-- SOURCE TEXT --

Field of Science

Earth Day 2011

Okay so I missed it in my timezone but like beer o'clock it’s always the right time somewhere. Earth Day is an important opportunity to look at the way we use the environment and consider ways we alter our impact for the better.

Below is an article that I previously published in the Adelaide Advertiser, the main newspaper from where I live about a much overlooked but vitally important cog in the environment, bacteria. It’s about a year old and I have mentioned it before but some of the info is worth another look.

Happy Earth Day, for yesterday.
Earth view from Orbiter (modified from)

BACTERIA are often victimised and not without good reason. They can make us sick and rot our food, but not all bacteria are bad. Without them, our world would simply cease to function as we know it.

Earth is sometimes referred to as the planet of the microbes because the number of microbes on this planet is simply staggering. We can assume there are roughly seven billion people around the world. Our best estimate on bacterial numbers alone is five million trillion trillion.

This means that for every person on Earth, there are about seven million billion bacteria. To write this number, you would have to start with a seven then put 20 zeros after it.

Even with so many bacteria, viruses still outnumber bacteria 10 to 1. These numbers are simply incomprehensible.

It amounts to one simple fact: Wherever we look for microbes, we will find them.

Bacteria do not simply just exist for the sake of it. More often than not, we find them performing some vital role that keeps our planet ticking over.

For a long time, we have known about bacteria that are capable of surviving the crushing pressures, lack of oxygen and soaring temperatures found within deep-sea vents. These bacteria, called thermophiles (or in some cases extremophiles) not only live, but thrive in these conditions that were considered for a long time by many to be too hostile for any organism. These bacteria also play a very significant role. They are able to absorb toxic compounds produced by other organisms, such as hydrogen, metabolic by-products and other unusual biological compounds, and recycle the base elements back into the food chain allowing a constant food supply to ‘‘trickle up’’ to higher organisms.

But it’s not just the bottom of the sea we find bacteria living out on the edge. The craters of active volcanoes are also teeming with microbial life.
Bacteria mats near the Grand Prismatic Spring in Yellowstone National Park
If you are so inclined, you can even find bacteria when looking in clouds.

Recent research indicates that not only are they up there but we might need them to be. Bacteria can bring the rain.

It seems that some bacteria, particularly some environmental strains like Pseudomonas syringae, have adapted their lifecycles to include ‘‘rain transmission’’. The bacteria are swept up into the atmosphere by wind but once in the air can act as ‘‘nucleation points’’ for condensation and ice crystal formation.

-- QUESTIONS ON THE MATERIAL --
A) Copy the Earth Day article word for word, everything from "BACTERIA are often" down to "zeros after it.".
B) Using the Earth Day article, say yes or no to each statement and quote the words that decide it: (i) Viruses outnumber bacteria 10 to 1. (ii) The newspaper piece reproduced here is about five years old. (iii) Pseudomonas syringae is named as one of the environmental strains.
The entries that come after this text are not needed here.

-- SUPPLIED INFORMATION --
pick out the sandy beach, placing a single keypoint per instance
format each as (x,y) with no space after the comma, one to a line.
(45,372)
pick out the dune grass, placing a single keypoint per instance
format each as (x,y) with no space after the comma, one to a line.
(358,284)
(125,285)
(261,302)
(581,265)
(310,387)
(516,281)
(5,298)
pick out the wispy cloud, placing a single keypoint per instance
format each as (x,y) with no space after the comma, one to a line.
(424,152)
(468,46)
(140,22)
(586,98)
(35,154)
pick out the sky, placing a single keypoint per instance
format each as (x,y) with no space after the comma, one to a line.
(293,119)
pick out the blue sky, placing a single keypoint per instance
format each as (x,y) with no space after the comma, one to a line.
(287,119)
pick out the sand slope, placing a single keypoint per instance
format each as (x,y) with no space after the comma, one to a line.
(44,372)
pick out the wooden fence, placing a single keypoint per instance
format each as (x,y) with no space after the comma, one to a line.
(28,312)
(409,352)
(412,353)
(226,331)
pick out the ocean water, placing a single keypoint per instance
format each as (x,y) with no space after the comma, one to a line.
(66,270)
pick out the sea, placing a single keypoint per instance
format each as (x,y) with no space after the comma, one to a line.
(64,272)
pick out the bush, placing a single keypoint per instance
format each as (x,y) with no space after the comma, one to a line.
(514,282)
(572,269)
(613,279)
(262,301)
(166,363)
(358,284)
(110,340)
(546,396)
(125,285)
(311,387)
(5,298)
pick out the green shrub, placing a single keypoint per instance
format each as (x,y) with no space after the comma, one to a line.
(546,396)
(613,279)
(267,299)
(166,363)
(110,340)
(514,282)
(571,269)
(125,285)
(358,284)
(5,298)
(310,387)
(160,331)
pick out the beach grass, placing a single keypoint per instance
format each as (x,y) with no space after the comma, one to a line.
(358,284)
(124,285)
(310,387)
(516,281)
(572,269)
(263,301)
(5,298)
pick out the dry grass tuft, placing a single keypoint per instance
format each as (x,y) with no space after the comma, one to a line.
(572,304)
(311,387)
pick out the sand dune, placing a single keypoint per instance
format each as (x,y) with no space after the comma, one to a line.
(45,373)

-- EXERCISE RESPONSES --
A)
BACTERIA are often victimised and not without good reason. They can make us sick and rot our food, but not all bacteria are bad. Without them, our world would simply cease to function as we know it.

Earth is sometimes referred to as the planet of the microbes because the number of microbes on this planet is simply staggering. We can assume there are roughly seven billion people around the world. Our best estimate on bacterial numbers alone is five million trillion trillion.

This means that for every person on Earth, there are about seven million billion bacteria. To write this number, you would have to start with a seven then put 20 zeros after it.

B)
(i) Yes: "viruses still outnumber bacteria 10 to 1"
(ii) No: "It’s about a year old"
(iii) Yes: "particularly some environmental strains like Pseudomonas syringae"